**Work request:** Your copy should match the listing word for word, apart from the pictures, which are left out.

**Data to use:**
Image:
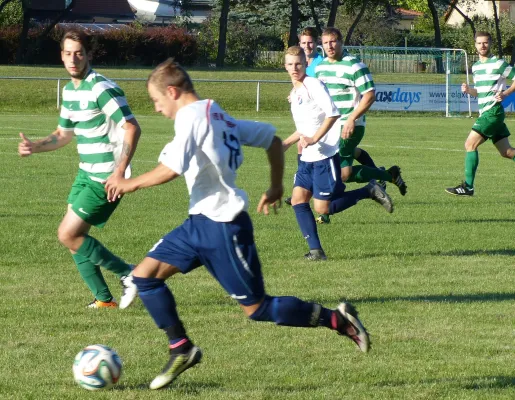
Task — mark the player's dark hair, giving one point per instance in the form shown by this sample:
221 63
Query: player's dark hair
309 31
296 51
78 35
170 73
331 31
483 34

**Result of this exercise:**
Image:
Task — mark the player's dark hair, giving one point per instance in the form shown by this sample:
221 63
Query: player's dark hair
309 31
296 51
78 35
170 73
331 31
483 34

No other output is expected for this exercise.